### BRIEF 1
Translate this sentence from the CobWeb library description into Spanish: "The Spider class is used to crawl a website and identify internal and external links."

Metadata-Version: 2.1
Name: CobWeb-lnx
Version: 1.0.0
Summary: CobWeb is a Python library for web scraping. The library consists of two classes: Spider and Scraper.
Author-email: "Gonçalo Marques (_lnx/lnxdread)" <gmgoncalo7@gmail.com>
Project-URL: Homepage, https://github.com/GoncaloMark/Amara-CobWeb
Project-URL: Bug Tracker, https://github.com/GoncaloMark/Amara-CobWeb/issues
Keywords: data,crawler,scraper
Classifier: Programming Language :: Python :: 3
Classifier: License :: OSI Approved :: MIT License
Classifier: Operating System :: OS Independent
Requires-Python: >=3.7
Description-Content-Type: text/markdown
License-File: LICENSE.md

# CobWeb

CobWeb is a Python library for web scraping. The library consists of two classes: Spider and Scraper.

## Spider

The Spider class is used to crawl a website and identify internal and external links. It has the following methods:

    __init__(self, url, max_hops = 0): Initializes a Spider object with the given URL and maximum number of links to follow from the initial URL.

### SUPPLIED INFORMATION
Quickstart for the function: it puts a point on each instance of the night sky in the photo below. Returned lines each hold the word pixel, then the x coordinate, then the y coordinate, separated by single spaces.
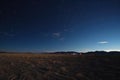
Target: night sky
pixel 59 25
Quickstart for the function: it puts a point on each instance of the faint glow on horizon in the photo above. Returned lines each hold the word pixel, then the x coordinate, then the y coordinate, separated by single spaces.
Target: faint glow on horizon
pixel 112 50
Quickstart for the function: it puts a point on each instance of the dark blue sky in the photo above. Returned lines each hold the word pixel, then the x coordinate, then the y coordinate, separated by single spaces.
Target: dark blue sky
pixel 59 25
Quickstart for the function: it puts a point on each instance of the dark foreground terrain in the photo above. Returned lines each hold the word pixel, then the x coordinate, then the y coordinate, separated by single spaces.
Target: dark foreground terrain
pixel 59 67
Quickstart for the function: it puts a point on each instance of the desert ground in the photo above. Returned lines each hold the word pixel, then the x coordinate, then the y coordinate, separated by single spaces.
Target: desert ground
pixel 59 67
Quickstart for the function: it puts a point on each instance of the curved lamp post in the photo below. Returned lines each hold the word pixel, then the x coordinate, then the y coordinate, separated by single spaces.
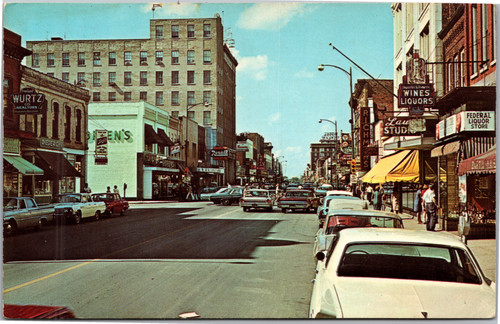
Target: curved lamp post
pixel 188 107
pixel 334 145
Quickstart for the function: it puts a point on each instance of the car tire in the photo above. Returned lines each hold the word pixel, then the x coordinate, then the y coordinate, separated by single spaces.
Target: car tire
pixel 10 228
pixel 77 218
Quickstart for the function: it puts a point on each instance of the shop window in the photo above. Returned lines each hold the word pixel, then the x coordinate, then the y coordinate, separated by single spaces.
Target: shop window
pixel 55 120
pixel 78 129
pixel 67 128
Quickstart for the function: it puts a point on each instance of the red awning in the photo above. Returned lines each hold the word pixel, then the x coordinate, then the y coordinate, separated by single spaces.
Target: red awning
pixel 480 164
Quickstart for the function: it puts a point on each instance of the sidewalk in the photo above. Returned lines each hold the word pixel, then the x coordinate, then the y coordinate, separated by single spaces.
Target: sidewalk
pixel 485 250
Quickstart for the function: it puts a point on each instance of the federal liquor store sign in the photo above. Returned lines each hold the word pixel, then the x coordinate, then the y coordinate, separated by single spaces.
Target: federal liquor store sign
pixel 28 101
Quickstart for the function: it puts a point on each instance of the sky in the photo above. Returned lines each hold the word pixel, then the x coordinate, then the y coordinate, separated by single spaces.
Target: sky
pixel 280 93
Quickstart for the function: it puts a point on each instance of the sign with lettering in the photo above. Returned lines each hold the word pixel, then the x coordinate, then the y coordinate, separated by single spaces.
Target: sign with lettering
pixel 28 101
pixel 397 126
pixel 364 137
pixel 475 121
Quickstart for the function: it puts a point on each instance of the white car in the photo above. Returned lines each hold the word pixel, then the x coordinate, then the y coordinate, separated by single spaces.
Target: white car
pixel 76 206
pixel 257 198
pixel 341 219
pixel 406 274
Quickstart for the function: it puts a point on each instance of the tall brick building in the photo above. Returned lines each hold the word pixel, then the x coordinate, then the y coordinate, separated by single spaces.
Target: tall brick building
pixel 182 65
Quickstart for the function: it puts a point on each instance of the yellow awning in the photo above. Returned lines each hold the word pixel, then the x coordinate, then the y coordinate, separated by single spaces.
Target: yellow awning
pixel 379 172
pixel 407 170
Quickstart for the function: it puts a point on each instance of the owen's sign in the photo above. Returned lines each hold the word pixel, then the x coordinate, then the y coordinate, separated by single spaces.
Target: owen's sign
pixel 28 101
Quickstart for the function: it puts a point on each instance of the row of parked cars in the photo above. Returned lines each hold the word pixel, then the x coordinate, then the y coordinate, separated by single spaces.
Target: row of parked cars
pixel 24 212
pixel 369 266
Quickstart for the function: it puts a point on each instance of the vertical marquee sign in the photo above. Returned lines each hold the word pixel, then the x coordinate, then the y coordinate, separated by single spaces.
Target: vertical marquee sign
pixel 415 92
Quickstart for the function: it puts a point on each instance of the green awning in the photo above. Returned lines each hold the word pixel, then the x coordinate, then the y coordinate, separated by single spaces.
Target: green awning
pixel 24 166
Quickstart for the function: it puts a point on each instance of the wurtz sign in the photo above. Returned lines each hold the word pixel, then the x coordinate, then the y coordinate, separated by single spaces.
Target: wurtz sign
pixel 28 101
pixel 397 126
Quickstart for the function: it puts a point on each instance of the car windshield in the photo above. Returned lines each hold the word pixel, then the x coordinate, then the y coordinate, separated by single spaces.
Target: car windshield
pixel 297 194
pixel 256 193
pixel 71 198
pixel 339 222
pixel 407 261
pixel 9 203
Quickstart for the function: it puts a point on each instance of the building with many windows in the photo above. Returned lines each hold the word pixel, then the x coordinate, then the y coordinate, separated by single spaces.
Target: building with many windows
pixel 184 67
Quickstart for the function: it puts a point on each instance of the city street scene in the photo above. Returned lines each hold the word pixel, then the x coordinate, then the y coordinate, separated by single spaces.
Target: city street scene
pixel 270 160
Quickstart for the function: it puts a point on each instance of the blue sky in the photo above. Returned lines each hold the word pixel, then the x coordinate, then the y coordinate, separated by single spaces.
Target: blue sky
pixel 280 92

### BRIEF 2
In the rows, rewrite only the lines from the line with "of the green" to the line with "pixel 9 203", replacing "windshield" with "windscreen" and keeping everything else the same.

### FULL ANSWER 1
La clase Spider se utiliza para rastrear un sitio web e identificar enlaces internos y externos.

### FULL ANSWER 2
Quickstart for the function: it puts a point on each instance of the green awning in the photo above. Returned lines each hold the word pixel, then the x coordinate, then the y coordinate, separated by single spaces.
Target: green awning
pixel 24 166
Quickstart for the function: it puts a point on each instance of the wurtz sign in the photo above. Returned lines each hold the word pixel, then the x coordinate, then the y coordinate, separated by single spaces.
Target: wurtz sign
pixel 28 101
pixel 397 126
Quickstart for the function: it puts a point on each instance of the car windscreen in the photo above. Returned lines each hold the word pixel, then the x coordinate, then the y coordinate, separated by single spaces.
Target: car windscreen
pixel 297 194
pixel 256 193
pixel 71 198
pixel 339 222
pixel 407 261
pixel 9 203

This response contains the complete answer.